■ **Exercise objective**
Rewrite the lines starting at the one containing "of the window" and ending at the last line, changing "fountain edge" to "fountain rim" and leaving everything else the same.

■ **Given records**

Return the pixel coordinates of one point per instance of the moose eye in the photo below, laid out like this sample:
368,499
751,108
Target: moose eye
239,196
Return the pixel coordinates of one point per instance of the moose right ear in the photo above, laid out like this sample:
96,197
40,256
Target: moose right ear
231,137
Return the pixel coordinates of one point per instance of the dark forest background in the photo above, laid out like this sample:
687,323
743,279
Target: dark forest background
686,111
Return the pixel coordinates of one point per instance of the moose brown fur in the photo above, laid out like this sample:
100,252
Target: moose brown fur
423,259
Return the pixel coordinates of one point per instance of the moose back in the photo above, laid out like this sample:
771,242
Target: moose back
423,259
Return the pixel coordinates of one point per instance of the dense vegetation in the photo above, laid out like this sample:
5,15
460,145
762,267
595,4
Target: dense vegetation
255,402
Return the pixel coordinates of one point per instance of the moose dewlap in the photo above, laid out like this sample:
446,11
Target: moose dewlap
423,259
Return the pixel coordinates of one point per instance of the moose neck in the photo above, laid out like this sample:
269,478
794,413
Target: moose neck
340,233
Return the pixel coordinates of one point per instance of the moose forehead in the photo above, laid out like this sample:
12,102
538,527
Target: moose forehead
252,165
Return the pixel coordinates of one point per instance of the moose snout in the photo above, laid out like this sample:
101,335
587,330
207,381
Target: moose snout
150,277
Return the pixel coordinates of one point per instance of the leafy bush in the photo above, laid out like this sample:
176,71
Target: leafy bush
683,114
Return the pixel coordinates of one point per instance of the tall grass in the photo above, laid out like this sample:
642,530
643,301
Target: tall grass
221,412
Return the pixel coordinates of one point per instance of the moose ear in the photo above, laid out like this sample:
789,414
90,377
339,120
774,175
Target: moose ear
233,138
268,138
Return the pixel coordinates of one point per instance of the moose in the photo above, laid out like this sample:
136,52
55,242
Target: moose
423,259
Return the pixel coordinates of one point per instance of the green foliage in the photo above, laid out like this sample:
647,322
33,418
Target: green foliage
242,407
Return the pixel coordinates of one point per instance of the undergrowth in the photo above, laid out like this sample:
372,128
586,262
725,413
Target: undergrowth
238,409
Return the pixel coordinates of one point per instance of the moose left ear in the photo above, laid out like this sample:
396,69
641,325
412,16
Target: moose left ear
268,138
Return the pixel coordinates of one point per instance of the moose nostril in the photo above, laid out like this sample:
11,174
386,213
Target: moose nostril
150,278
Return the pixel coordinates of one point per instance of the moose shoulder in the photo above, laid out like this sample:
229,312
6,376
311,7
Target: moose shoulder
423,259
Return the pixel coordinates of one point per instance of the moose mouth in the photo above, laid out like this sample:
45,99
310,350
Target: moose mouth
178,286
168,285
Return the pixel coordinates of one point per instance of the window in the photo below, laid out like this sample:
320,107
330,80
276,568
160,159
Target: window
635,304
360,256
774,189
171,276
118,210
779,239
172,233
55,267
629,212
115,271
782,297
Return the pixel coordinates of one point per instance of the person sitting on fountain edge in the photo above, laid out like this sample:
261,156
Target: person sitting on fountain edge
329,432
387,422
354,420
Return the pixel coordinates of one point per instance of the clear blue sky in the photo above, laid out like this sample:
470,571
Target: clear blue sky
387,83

■ **Right answer**
Return the pixel coordinates of one point per instance of the window in the photo below, laid out like this sample:
320,107
330,80
276,568
160,159
Target: window
635,304
360,256
774,189
171,276
118,210
779,239
172,233
55,267
629,212
115,271
782,297
Return the pixel coordinates of one point per instance of the person sitting on fountain rim in the photo above, laid out like this sample:
261,156
Target: person sitting on fountain rim
329,432
387,422
354,420
Return the pixel coordinates of one point per instance of the clear blue sky in the photo above, laid out like this sample:
470,571
Target: clear blue sky
387,83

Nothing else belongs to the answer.